**本文抜粋**.

┏━━

説明が理解できない人
母は昔から「専門家」に相談しない人だった。
子どもの進路の事なら、学校か塾の先生に相談するのが一番だ。
でも母は、自分の友達に訊く。
法律や行政手続きの事なら役所に相談するのが早い。
でも母はやっぱり、自分の友達に訊く。
「なんで専門家に訊かないんだろう?」と不思議だったが、訊いても分からなかったのかもしれない、と今では思う。
病院の人とか、役所の人とか、そういう人達の説明を「まくしたてられるから嫌だ」と言っていた。
母は、あなたは一体何を知ってるの?と思うくらい、知識の少ない人だった。
知識や経験をもとにして、考え、気付き、対処する、といった事も苦手だった。
きっと物事を関連図ける力が弱かったのだろう。
知識も少なく応用力も弱いので、人の説明がすっと頭に入ってこないんだろうと思う。

┗━━

データセットからの抜粋
┏━━

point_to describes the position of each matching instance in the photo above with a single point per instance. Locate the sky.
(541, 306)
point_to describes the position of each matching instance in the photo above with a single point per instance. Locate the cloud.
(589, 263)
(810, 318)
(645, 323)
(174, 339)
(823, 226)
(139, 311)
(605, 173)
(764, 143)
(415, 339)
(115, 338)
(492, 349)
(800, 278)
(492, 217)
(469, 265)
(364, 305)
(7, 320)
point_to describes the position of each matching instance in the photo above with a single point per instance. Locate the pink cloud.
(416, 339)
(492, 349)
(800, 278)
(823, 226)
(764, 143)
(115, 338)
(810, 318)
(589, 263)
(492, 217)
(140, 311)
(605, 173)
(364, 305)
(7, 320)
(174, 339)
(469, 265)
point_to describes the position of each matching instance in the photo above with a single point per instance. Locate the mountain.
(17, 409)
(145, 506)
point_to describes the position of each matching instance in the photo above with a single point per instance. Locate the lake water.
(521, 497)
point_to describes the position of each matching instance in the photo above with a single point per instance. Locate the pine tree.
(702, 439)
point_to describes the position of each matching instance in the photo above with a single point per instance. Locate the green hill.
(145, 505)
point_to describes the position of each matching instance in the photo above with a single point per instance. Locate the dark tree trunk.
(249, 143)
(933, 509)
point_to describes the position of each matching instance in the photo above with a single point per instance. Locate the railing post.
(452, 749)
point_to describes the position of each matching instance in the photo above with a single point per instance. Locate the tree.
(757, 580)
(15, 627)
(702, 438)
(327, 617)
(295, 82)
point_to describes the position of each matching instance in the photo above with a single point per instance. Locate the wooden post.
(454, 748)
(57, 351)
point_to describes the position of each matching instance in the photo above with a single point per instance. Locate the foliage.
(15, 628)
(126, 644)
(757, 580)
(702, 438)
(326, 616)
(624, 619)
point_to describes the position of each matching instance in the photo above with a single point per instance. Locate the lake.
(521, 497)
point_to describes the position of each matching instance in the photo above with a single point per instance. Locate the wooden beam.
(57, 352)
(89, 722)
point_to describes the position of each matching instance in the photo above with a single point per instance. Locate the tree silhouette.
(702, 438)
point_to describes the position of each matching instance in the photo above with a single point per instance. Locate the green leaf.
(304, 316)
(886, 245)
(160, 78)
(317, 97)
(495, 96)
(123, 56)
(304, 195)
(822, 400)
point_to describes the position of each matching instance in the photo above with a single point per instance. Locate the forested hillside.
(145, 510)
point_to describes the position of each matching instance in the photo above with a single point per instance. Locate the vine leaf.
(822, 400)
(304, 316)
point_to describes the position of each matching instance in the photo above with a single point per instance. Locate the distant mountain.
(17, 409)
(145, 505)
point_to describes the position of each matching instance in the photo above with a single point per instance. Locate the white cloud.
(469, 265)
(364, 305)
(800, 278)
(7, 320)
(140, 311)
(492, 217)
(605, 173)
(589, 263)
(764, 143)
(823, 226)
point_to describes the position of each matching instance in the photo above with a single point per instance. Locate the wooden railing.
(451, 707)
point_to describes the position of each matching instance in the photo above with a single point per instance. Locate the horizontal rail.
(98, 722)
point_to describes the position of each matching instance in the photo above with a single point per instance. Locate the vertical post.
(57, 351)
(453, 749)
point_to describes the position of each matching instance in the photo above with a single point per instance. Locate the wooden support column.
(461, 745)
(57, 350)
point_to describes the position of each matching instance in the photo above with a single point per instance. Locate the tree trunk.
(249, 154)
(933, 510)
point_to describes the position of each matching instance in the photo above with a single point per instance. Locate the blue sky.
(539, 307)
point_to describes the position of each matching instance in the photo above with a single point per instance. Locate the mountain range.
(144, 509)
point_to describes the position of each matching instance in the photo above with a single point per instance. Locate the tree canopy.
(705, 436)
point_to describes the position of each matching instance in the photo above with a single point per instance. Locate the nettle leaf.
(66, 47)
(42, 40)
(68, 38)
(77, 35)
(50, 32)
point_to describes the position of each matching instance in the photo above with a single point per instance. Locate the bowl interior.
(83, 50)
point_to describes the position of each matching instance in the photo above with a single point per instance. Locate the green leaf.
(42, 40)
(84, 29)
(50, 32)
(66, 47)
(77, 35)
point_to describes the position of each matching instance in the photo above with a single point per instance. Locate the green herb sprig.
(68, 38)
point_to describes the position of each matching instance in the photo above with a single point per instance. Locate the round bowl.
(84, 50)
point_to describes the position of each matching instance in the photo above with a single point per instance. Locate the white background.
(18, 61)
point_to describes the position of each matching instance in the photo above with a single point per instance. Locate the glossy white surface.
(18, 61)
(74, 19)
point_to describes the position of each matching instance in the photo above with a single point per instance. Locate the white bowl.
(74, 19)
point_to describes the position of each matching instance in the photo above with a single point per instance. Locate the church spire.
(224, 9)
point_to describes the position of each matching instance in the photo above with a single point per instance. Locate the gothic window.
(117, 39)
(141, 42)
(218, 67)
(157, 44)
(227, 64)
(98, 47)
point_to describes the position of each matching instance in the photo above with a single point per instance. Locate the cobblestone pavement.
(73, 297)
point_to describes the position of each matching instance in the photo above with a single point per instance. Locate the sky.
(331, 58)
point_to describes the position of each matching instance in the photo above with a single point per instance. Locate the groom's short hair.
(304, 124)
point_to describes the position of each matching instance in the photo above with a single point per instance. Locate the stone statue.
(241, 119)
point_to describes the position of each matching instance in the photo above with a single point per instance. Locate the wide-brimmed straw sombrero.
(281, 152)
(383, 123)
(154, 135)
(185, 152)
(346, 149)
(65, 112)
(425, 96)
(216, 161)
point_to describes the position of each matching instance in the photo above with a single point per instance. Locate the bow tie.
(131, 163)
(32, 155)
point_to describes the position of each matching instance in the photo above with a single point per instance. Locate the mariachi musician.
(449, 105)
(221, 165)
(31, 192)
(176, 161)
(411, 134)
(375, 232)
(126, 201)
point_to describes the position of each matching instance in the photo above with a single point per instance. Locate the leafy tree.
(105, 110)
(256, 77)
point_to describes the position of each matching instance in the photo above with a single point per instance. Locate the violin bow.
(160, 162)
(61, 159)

┗━━

**練習問題**.
**1.** 母について述べた本文によると、母は病院や役所の人の説明を嫌がる理由をどのように言っていたか。
**2.** 母について述べた本文を、最後の文の後から書き継ぎなさい。

**解答**.
**1.** 「まくしたてられるから嫌だ」と言っていた。

**2.**
「説明」と「自己決定」が不要だった時代
母が若い頃(1950年代~1970年代)は、そんな風でもよかったのかもしれない。
昔は患者や市民やお客に対して、詳しく説明しないのが普通だった。
特に「女性」に対してその傾向が顕著だったように思う。
(女性には説明しても分からないだろうという、女性蔑視的な考えなんだろうね…)
病院では医師が出した薬を黙って飲み、役所では言われるままに手続きをした。
ところが今はインフォームドコンセントや事前説明が徹底されるようになり、どこに行っても細かく丁寧に説明をするようになった。そして自分で決めてくださいと言われる。
そうなると、できる人とできない人の差が歴然となる。
理解力の乏しい人は相手の言葉をただ聞いているだけで、ほとんど理解できていなかったりする。そして理解しないまま、様々な決定をしなくてはならない。
それは結構な負担だろうし、ストレスフルな世の中になったと言えるかもしれない。
知能が求められる時代
人生に於ける”自己決定”の機会は、現在の方がはるかに多いのではないだろうか。
現代社会で暮らしていくにはIQ100ないと苦しいと言われているが、母が生きた時代と今とでは、必要なIQが10くらい違うんじゃないかと感じる。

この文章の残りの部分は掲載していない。